TASK DETAILS:
Would you give back exactly the lines from the line with "439, row 367." through the end of the entries below, both included, but none of the pictures?

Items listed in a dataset
◆ ◆ ◆
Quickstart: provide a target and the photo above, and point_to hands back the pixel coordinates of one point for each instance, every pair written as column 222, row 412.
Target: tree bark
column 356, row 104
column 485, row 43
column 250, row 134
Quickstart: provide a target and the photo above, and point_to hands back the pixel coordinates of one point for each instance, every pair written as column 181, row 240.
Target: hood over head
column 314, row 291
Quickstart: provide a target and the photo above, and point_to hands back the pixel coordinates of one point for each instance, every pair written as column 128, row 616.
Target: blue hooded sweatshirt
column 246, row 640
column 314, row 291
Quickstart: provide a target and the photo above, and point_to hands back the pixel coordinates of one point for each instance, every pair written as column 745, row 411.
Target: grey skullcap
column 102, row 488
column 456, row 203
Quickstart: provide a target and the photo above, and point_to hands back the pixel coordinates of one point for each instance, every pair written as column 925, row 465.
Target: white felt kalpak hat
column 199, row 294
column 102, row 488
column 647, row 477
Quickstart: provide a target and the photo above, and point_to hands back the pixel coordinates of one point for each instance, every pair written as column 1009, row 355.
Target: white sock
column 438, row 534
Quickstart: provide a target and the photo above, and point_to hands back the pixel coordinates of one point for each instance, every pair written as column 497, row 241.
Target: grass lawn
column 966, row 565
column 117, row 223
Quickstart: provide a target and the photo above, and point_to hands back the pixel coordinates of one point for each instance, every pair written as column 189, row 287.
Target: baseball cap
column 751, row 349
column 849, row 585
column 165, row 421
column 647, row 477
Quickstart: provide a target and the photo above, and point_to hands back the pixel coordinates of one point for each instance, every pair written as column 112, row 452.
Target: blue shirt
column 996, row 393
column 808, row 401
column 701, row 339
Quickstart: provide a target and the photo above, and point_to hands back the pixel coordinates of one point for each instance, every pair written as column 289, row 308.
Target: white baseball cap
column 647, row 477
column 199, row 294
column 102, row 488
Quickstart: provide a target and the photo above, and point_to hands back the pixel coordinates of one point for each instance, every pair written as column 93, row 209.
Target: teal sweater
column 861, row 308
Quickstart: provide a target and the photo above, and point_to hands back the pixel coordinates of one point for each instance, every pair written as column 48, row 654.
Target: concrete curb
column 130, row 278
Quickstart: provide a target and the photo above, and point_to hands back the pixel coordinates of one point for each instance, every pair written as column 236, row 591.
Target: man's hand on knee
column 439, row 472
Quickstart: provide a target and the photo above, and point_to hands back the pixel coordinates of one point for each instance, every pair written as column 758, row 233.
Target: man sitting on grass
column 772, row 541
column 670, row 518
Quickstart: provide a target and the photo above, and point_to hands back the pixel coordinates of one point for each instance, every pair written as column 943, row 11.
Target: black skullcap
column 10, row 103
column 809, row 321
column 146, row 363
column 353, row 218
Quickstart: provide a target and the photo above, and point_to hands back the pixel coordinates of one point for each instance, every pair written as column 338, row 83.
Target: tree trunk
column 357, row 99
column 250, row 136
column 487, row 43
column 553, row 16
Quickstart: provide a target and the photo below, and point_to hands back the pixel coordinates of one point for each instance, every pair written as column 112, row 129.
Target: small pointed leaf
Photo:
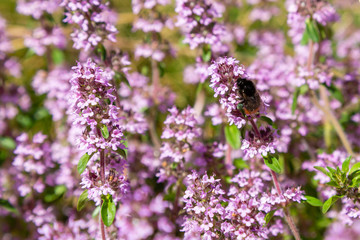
column 232, row 135
column 83, row 163
column 108, row 211
column 313, row 201
column 328, row 203
column 82, row 200
column 104, row 131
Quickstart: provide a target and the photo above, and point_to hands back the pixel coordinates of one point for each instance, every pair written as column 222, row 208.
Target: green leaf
column 7, row 143
column 305, row 38
column 232, row 135
column 101, row 51
column 272, row 162
column 104, row 131
column 335, row 92
column 122, row 152
column 269, row 216
column 239, row 163
column 58, row 192
column 332, row 171
column 8, row 206
column 206, row 55
column 199, row 88
column 313, row 201
column 96, row 211
column 82, row 200
column 354, row 174
column 294, row 103
column 303, row 89
column 323, row 170
column 330, row 202
column 333, row 184
column 57, row 56
column 83, row 163
column 268, row 121
column 108, row 211
column 162, row 68
column 346, row 164
column 355, row 167
column 312, row 30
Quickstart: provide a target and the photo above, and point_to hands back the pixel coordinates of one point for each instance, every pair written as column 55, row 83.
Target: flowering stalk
column 287, row 215
column 93, row 105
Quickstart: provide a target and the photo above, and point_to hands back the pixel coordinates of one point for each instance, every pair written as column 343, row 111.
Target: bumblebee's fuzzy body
column 251, row 99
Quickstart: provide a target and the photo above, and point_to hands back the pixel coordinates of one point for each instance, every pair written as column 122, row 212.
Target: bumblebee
column 251, row 100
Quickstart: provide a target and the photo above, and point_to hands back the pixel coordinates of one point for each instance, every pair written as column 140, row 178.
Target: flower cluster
column 33, row 157
column 203, row 204
column 300, row 10
column 115, row 184
column 7, row 64
column 238, row 214
column 92, row 103
column 181, row 130
column 43, row 37
column 198, row 21
column 263, row 144
column 95, row 19
column 224, row 73
column 350, row 207
column 37, row 8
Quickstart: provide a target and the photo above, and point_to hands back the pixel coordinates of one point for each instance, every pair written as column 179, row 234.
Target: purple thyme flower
column 42, row 37
column 91, row 91
column 224, row 72
column 37, row 8
column 95, row 19
column 181, row 130
column 198, row 21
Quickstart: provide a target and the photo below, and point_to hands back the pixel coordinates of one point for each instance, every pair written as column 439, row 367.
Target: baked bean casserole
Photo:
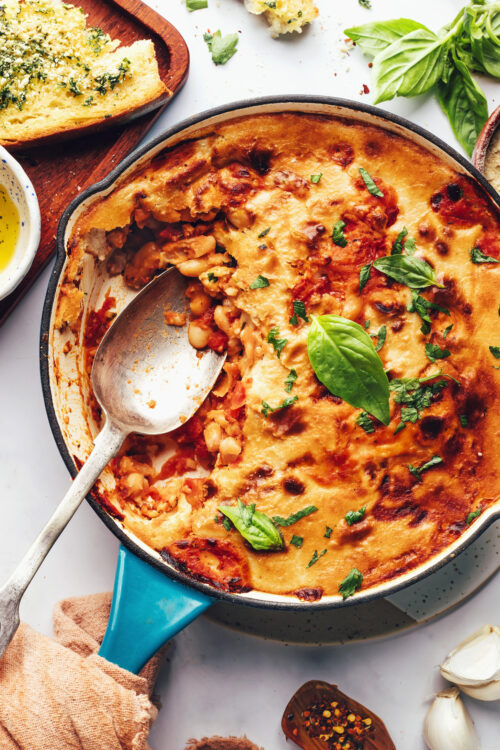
◆ ◆ ◆
WRITTEN RESPONSE:
Quickstart: provide a target and the photo below, and point_to hands back the pixel coordinates of one point for each instance, every pair written as column 439, row 367.
Target: baked bean casserole
Photo:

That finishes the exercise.